**Directions for this task:**
Transcribe the entries below exactly; leave every image out.

++++++++++++++++++++

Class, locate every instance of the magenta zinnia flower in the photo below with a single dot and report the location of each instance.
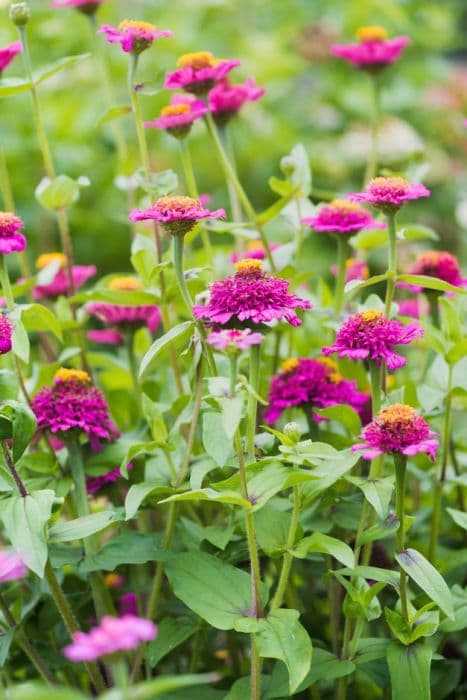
(374, 51)
(397, 428)
(342, 217)
(390, 193)
(178, 117)
(178, 215)
(8, 53)
(72, 406)
(251, 296)
(11, 241)
(133, 35)
(114, 634)
(371, 335)
(199, 72)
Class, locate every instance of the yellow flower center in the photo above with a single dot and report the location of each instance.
(125, 284)
(48, 258)
(197, 60)
(290, 364)
(368, 34)
(72, 375)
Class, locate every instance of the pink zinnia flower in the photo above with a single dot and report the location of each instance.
(251, 296)
(234, 340)
(308, 383)
(72, 406)
(374, 51)
(397, 428)
(226, 100)
(60, 285)
(178, 117)
(342, 217)
(133, 35)
(11, 241)
(371, 335)
(12, 567)
(114, 634)
(178, 215)
(199, 72)
(390, 193)
(8, 53)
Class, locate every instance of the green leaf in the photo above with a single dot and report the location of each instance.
(175, 337)
(281, 636)
(409, 669)
(428, 578)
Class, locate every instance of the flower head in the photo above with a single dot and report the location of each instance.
(251, 296)
(374, 50)
(343, 217)
(372, 335)
(177, 117)
(390, 193)
(11, 240)
(133, 35)
(397, 428)
(113, 634)
(72, 406)
(177, 214)
(8, 53)
(199, 72)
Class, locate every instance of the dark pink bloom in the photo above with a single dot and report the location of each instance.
(178, 117)
(199, 72)
(371, 335)
(112, 635)
(72, 406)
(133, 35)
(234, 339)
(251, 296)
(177, 214)
(343, 217)
(11, 241)
(397, 428)
(390, 193)
(8, 53)
(374, 51)
(12, 567)
(308, 383)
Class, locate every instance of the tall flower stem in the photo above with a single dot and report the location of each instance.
(242, 195)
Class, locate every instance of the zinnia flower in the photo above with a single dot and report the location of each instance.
(60, 285)
(374, 51)
(11, 241)
(134, 36)
(251, 296)
(199, 72)
(308, 383)
(371, 335)
(390, 193)
(72, 406)
(397, 428)
(177, 118)
(178, 215)
(226, 100)
(342, 217)
(8, 53)
(113, 634)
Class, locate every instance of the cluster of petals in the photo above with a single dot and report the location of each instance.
(371, 335)
(343, 217)
(397, 428)
(251, 296)
(11, 240)
(309, 382)
(113, 634)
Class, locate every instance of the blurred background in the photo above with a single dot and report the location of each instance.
(311, 97)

++++++++++++++++++++

**Answer section:**
Class, locate every instance of the magenta zinnia flower in the photo below with a single dot and report the location of each instance.
(374, 51)
(397, 428)
(342, 217)
(390, 193)
(178, 117)
(178, 215)
(8, 53)
(72, 406)
(251, 296)
(11, 241)
(133, 35)
(114, 634)
(371, 335)
(199, 72)
Class, locate every instance of the yellow flower center in the photo above with a single dot and report the location of each instance.
(125, 284)
(48, 258)
(197, 60)
(290, 364)
(368, 34)
(72, 375)
Class, locate every instance of the pink zinnia flower in the photo above with a single dot and report the location of each instance.
(251, 296)
(234, 340)
(308, 383)
(72, 406)
(374, 51)
(397, 428)
(226, 100)
(60, 285)
(178, 117)
(342, 217)
(133, 35)
(11, 241)
(371, 335)
(12, 567)
(114, 634)
(178, 215)
(199, 72)
(390, 193)
(8, 53)
Class, locate every instance of the green leaf in the photo above with a single dot and report the location of each instance.
(175, 337)
(281, 636)
(409, 669)
(428, 578)
Class, locate every instance of the flower head in the photo above with a single dot and report the location of each instance.
(251, 296)
(374, 50)
(343, 217)
(372, 335)
(177, 117)
(390, 193)
(11, 240)
(133, 35)
(397, 428)
(113, 634)
(72, 406)
(177, 214)
(8, 53)
(199, 72)
Class, locate every instance of the dark pink bloom in the photo above with a single dot and report the location of each instance.
(178, 117)
(199, 72)
(371, 335)
(112, 635)
(72, 406)
(133, 35)
(234, 339)
(251, 296)
(177, 214)
(343, 217)
(11, 241)
(397, 428)
(390, 193)
(8, 53)
(374, 51)
(12, 567)
(308, 383)
Class, locate every instance of the tall flower stem in the photo above with a single dot and report the location of each instance.
(242, 195)
Class, locate every instance of the zinnia flower in the photo above with a single dot and report the location of each instance.
(60, 285)
(374, 51)
(11, 241)
(134, 36)
(251, 296)
(199, 72)
(308, 383)
(371, 335)
(390, 193)
(72, 406)
(397, 428)
(177, 118)
(178, 215)
(226, 100)
(342, 217)
(8, 53)
(113, 634)
Class, locate every instance of the cluster of petals in the photo above with a single dot and report the location of each instance.
(371, 335)
(343, 217)
(397, 428)
(251, 296)
(11, 240)
(309, 382)
(113, 634)
Class, locate every instance of the blurred background in the photo above with a single dot and report the location of each instance.
(311, 97)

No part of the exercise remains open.